◆ PAGE EXCERPT:
Machine learning (ML) models of genome function from DNA sequence alone are beginning to accurately predict context-specific epigenomes [6668], 3D chromatin [69], and gene expression [70]. These sequence-to-function models aim to learn underlying cis-regulatory grammar [71], allowing them to predict variant effects in silico at scales that cannot be achieved with CRISPR or MPRA (Figure 2D). However, they require large high-quality training data in relevant contexts [71], can be challenging to adapt to biological data [72], and often struggle with distal interactions, especially in predicting gene expression [73,74]. Nonetheless, ML capabilities are rapidly improving, and current models are already achieving success in interpreting human evolution.

One area where ML models have been applied in evolution is to predict 3D chromatin contact maps. Keough et al. [75] investigated whether HARs emerged from conserved CREs where 3D chromatin folding had been rewired by human-specific structural variants (hsSVs) by using comparisons of Hi-C contacts between human and chimp NPCs, MPRAs in human midgestation telencephalon primary cells, and 3D chromatin contact map prediction of 1 Mb human and chimpanzee sequences from the ML model Akita [69]. These implicated enhancers that target neurodevelopmental genes, such as NECTIN3 and MAF, associated with hsSVs that rewire 3D chromatin folding, and HARs with MPRA activity sharing topologically associating domains (TADs) with developmental genes EFNA5, EN1, PBX3, and GBX2. The Akita model has also been applied to predict 3D chromatin differences between modern and archaic humans and within modern human populations, identifying 392 genomic regions with divergent 3D chromatin folding between modern and archaic genomes, including one containing a Neanderthal introgressed CTCF mutation that creates two TADs and is an eQTL for the insulin-like growth factor-binding protein 3 gene, IGFBP3 [76,77], identifying many loci expected to display 3D chromatin divergence even when lacking substantial sequence divergence, including modern and archaic differences in overlap with genes associated with eye, hair, skeletal, lung function, brain, and immune phenotypes. As in many of these ML approaches, functional experiments are needed to validate these predictions.

◆ EXERCISE DESCRIPTION: Please copy the stretch from "Machine learning (ML)" through "interpreting human evolution." word for word from the excerpt on machine learning in human evolution. The material after this point is separate from the excerpt on machine learning in human evolution.

◆ DATA UNDER STUDY:
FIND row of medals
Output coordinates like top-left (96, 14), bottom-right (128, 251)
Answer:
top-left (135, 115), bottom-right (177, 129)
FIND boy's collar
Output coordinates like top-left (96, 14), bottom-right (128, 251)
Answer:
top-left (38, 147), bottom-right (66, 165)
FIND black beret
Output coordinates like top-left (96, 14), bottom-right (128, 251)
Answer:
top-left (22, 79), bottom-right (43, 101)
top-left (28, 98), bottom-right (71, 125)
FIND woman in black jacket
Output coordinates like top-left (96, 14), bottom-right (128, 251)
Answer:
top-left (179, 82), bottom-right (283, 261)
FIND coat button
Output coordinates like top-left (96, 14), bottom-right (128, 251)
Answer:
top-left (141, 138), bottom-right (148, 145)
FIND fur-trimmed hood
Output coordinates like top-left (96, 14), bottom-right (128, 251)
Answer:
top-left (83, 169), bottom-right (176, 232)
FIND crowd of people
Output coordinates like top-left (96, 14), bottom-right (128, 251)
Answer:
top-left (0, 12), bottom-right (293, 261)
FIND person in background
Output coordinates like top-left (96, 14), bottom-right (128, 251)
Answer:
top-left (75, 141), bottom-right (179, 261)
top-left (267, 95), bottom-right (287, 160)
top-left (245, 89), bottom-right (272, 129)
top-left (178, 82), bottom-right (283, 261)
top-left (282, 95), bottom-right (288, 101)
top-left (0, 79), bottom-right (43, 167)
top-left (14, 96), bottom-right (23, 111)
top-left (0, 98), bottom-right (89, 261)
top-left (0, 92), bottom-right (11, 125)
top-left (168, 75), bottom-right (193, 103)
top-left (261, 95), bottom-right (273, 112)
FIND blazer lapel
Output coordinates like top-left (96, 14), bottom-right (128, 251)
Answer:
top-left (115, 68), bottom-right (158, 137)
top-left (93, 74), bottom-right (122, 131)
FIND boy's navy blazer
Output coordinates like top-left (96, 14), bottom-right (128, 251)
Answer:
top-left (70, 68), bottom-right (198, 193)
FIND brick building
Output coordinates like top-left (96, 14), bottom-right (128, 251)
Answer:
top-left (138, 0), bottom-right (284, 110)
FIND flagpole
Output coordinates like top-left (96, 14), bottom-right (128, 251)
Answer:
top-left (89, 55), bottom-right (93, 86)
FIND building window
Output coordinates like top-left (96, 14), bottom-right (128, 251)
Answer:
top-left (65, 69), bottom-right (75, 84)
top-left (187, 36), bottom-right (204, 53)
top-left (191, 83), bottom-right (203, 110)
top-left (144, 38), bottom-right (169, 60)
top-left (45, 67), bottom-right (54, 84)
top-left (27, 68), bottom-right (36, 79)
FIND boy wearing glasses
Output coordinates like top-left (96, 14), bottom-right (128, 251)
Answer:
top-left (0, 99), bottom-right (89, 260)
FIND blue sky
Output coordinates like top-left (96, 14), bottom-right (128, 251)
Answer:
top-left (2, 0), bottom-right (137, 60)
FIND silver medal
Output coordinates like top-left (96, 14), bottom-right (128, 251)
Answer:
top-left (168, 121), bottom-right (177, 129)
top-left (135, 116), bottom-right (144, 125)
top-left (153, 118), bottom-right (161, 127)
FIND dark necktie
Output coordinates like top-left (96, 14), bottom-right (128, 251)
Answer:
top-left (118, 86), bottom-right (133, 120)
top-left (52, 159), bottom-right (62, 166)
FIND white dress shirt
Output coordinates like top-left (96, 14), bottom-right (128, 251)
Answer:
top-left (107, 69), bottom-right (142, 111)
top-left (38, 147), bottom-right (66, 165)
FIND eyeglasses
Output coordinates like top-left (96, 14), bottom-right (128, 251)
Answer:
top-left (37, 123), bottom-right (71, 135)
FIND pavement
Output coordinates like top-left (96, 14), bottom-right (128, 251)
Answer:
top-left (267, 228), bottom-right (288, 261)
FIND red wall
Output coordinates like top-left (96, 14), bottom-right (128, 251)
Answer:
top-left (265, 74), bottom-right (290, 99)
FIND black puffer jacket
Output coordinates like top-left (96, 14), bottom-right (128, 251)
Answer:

◆ FINISHED TASK:
Machine learning (ML) models of genome function from DNA sequence alone are beginning to accurately predict context-specific epigenomes [6668], 3D chromatin [69], and gene expression [70]. These sequence-to-function models aim to learn underlying cis-regulatory grammar [71], allowing them to predict variant effects in silico at scales that cannot be achieved with CRISPR or MPRA (Figure 2D). However, they require large high-quality training data in relevant contexts [71], can be challenging to adapt to biological data [72], and often struggle with distal interactions, especially in predicting gene expression [73,74]. Nonetheless, ML capabilities are rapidly improving, and current models are already achieving success in interpreting human evolution.